### Document passage
____________

Unverified but plausible risks
Only include if useful and clearly labeled as unverified.
Test / coverage gaps
Focus on missing tests that would catch real risks, not generic coverage requests.
Disproved candidates and false positives
List concise reasons for notable false positives from explorers, tools, council agents, or reviewers.
Verdict
Use one of:
APPROVEAPPROVE_WITH_NOTESREQUEST_CHANGESBLOCK
Merge recommendation
Explain the recommendation in one short paragraph and list required actions before merge if applicable.
Feedback handoff
When the review produced actionable validated findings or operational blockers, include:
- the handoff artifact path,
- the preserved finding IDs and provenance that
swarm-pr-feedbackmust carry forward, - and an explicit question asking whether to continue into
swarm-pr-feedback.
Use this exact continuation prompt format:
/swarm pr-feedback <PR_URL> continue from .swarm/pr-review/<run_id>/feedback-handoff.md
Reviewer Prompt Template
Use this template when dispatching reviewer subagents:
You are the independent reviewer. Validate only the candidates assigned below.

____________

### Entries provided
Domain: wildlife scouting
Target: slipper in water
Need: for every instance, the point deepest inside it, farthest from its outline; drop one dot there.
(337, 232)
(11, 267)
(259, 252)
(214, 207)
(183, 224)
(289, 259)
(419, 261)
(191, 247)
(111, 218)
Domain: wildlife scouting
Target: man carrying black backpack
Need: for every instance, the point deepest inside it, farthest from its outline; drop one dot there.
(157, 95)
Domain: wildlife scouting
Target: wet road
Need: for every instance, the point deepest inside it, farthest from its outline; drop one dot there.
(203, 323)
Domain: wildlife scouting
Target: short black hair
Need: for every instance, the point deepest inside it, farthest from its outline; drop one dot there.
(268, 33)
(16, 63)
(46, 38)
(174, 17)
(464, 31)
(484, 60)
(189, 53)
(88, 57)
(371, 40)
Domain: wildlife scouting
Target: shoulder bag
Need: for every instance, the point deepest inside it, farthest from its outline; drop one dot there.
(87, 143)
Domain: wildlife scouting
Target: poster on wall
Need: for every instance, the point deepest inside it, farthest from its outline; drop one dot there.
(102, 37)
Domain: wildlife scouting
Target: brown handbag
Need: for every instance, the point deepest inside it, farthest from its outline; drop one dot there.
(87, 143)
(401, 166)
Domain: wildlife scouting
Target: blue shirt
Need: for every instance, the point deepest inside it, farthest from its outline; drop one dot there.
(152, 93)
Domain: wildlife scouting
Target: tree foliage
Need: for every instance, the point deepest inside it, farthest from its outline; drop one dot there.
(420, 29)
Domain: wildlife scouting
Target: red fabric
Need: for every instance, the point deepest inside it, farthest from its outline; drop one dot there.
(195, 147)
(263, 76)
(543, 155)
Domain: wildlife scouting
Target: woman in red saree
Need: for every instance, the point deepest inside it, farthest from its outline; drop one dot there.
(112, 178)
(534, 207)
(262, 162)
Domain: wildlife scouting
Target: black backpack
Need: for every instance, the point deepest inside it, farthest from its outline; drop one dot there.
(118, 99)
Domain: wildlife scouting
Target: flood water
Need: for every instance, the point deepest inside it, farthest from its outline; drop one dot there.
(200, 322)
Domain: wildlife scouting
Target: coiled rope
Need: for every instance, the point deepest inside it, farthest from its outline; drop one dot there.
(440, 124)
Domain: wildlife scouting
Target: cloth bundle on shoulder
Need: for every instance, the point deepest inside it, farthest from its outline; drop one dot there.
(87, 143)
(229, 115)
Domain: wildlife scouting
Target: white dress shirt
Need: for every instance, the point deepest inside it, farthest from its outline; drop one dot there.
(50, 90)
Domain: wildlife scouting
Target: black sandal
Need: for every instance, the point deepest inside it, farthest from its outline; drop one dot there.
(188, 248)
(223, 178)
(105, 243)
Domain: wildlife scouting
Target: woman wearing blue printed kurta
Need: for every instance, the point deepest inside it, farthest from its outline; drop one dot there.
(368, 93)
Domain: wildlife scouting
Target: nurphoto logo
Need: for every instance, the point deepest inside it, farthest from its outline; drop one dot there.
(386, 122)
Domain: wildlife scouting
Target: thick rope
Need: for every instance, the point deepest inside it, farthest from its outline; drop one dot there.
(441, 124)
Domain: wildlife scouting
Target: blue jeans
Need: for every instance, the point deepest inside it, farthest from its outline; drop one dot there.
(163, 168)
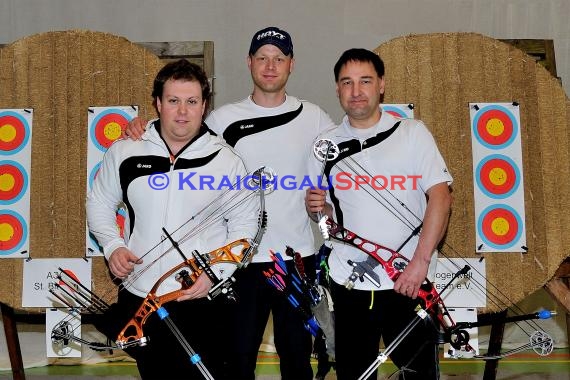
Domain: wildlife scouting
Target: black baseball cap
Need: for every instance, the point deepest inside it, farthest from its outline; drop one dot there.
(272, 36)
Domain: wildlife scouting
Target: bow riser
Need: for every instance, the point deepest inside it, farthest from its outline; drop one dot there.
(153, 302)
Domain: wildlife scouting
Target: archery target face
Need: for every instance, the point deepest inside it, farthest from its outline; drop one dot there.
(500, 226)
(107, 127)
(14, 132)
(497, 176)
(93, 174)
(13, 182)
(13, 232)
(399, 110)
(495, 127)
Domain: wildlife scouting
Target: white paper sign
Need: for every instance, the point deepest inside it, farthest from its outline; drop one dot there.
(463, 315)
(468, 290)
(65, 322)
(41, 275)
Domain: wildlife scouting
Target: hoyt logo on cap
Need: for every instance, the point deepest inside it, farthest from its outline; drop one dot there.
(272, 36)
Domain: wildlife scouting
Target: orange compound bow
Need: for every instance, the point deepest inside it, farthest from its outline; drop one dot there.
(187, 273)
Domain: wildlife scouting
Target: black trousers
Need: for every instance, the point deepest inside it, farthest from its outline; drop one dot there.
(256, 299)
(363, 317)
(164, 357)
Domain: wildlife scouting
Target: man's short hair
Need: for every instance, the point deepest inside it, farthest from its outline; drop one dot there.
(359, 55)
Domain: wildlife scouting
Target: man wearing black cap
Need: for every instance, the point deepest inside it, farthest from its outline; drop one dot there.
(270, 128)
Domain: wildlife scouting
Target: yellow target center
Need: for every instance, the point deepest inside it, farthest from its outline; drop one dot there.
(7, 182)
(112, 131)
(6, 232)
(7, 132)
(495, 127)
(500, 226)
(498, 176)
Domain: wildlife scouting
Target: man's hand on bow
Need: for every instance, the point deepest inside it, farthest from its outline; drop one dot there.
(122, 262)
(315, 202)
(198, 290)
(135, 129)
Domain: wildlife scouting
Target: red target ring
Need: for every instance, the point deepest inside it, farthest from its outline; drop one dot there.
(13, 132)
(13, 182)
(500, 226)
(495, 126)
(109, 128)
(498, 176)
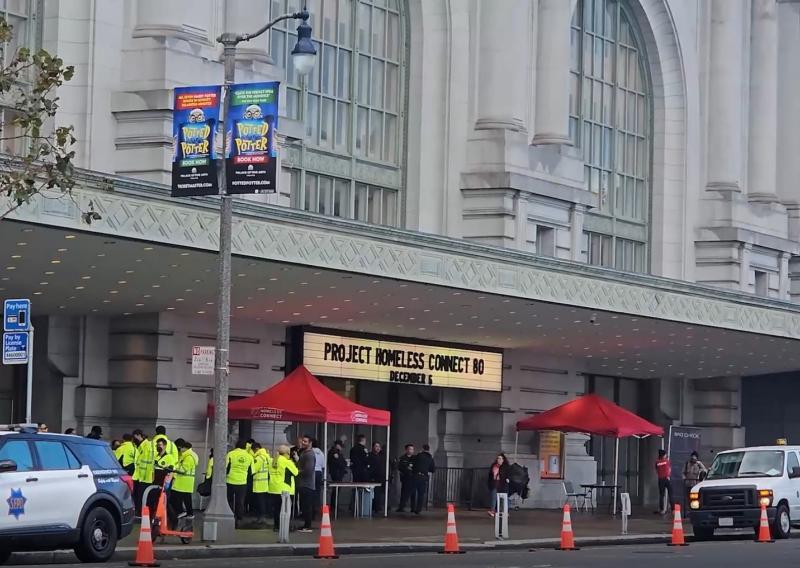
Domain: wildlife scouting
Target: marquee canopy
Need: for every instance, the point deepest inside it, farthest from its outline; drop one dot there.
(300, 397)
(592, 414)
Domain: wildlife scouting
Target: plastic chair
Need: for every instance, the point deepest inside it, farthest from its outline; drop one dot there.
(569, 491)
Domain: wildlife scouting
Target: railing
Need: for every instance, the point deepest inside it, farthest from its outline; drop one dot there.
(457, 485)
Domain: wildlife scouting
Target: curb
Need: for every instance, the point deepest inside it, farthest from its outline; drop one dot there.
(189, 552)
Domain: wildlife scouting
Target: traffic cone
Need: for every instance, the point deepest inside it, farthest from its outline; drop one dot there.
(144, 551)
(325, 536)
(567, 537)
(677, 529)
(763, 527)
(451, 536)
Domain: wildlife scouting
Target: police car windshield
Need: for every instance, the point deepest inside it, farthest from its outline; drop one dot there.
(755, 463)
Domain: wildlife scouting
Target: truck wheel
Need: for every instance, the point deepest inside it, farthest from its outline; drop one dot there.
(782, 525)
(98, 536)
(703, 533)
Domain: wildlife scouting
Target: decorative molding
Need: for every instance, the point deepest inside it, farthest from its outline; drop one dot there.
(138, 210)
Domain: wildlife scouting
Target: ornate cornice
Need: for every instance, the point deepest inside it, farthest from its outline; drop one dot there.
(143, 211)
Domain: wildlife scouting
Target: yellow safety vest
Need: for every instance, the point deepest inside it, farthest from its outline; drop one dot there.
(171, 448)
(282, 472)
(184, 472)
(126, 453)
(238, 466)
(261, 465)
(144, 462)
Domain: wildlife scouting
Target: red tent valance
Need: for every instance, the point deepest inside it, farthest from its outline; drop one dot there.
(592, 414)
(300, 397)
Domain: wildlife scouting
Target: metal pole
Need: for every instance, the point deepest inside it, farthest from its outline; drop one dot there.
(386, 487)
(325, 466)
(29, 390)
(219, 523)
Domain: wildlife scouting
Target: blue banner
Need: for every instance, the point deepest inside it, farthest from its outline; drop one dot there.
(250, 157)
(195, 121)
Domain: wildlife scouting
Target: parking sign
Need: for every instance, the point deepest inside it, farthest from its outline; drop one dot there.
(15, 348)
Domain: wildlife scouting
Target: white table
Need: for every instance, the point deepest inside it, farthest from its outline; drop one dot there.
(360, 485)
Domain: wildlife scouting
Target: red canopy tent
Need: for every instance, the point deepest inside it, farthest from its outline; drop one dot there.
(301, 397)
(593, 414)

____________

### What to work on
Please answer these questions about the review template text:
1. What should the "Test / coverage gaps" section focus on?
2. How long should the explanation under "Merge recommendation" be?
3. When may unverified but plausible risks be included?

### Output below
1. Missing tests that would catch real risks, not generic coverage requests.
2. One short paragraph.
3. Only if they are useful and clearly labeled as unverified.